:: WORK INSTRUCTIONS ::
Answer these questions using the court opinion excerpt below:
1. How many days does the amendment allow?
2. What amount of indebtedness did the suit seek to recover?
3. On what date was the promissory note executed?
-- DOCUMENT SECTION start --
Applying the rule to the present case, there having been no limitation under the original act, we think it results, that the full period should be allowed after the amendment took effect, in view of the fact that only thirty days is allowed under the amendment, which is a period in itself no more than reasonably sufficient to prepare and prosecute an application for a writ of error. We have so ruled on previous applications filed at this term. The motion to dismiss the writ of error is therefore overruled.

The suit was brought by the defendants in error to recover of plaintiffs in error an alleged indebtedness of $2118, with interest, evidenced by a promissory note for that sum, executed on the 15th day of April, 1888, by the plaintiffs in error, and payable to the Farmers' Alliance Exchange of Texas, or order, on or before the 15th day of November next after date. The note was transferred by the payee, a private corporation, to the plaintiffs in the trial court, before maturity. The defendants in that court pleaded, in substance, that the note was executed by them and delivered to the payee as a basis of credit with it for a certain association of farmers, of which the makers were members, with the understanding that the note was to be held to secure collaterally the payment for such merchandise as should be sold by the payee to such association between the date of the execution and 'that of the maturity of the note; and that it was executed for no other purpose. It was also averred, that the Farmers' Alliance Exchange bound itself in writing at the time the note was executed not to transfer it; and further, that because the members of the association for whose benefit the note was given did not require it, no goods were purchased by such association of the payee during the time stipulated. The defendants also alleged, that when the note was transferred to plaintiffs they had notice of the facts attending the transaction.
-- DOCUMENT SECTION end --
-- RECORDS PROVIDED start --
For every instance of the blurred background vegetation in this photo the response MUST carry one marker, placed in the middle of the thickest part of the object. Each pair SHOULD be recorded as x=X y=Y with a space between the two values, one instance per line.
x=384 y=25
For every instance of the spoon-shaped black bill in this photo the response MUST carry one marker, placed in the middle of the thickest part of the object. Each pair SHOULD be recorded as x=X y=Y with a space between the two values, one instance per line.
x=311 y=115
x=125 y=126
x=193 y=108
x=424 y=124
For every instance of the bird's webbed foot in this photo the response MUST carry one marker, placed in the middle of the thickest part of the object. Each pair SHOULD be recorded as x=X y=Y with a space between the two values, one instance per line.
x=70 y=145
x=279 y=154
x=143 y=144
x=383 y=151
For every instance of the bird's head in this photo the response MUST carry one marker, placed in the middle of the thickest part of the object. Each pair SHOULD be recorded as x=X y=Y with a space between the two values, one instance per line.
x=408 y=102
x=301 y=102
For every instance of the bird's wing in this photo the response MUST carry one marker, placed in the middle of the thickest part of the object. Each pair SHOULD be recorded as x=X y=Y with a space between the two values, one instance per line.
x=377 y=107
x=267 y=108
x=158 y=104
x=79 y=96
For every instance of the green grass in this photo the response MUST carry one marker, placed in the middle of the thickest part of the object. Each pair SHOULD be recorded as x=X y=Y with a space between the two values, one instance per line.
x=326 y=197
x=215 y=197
-- RECORDS PROVIDED end --
:: EXERCISE OUTPUT ::
1. Thirty days.
2. $2118, with interest.
3. The 15th day of April, 1888.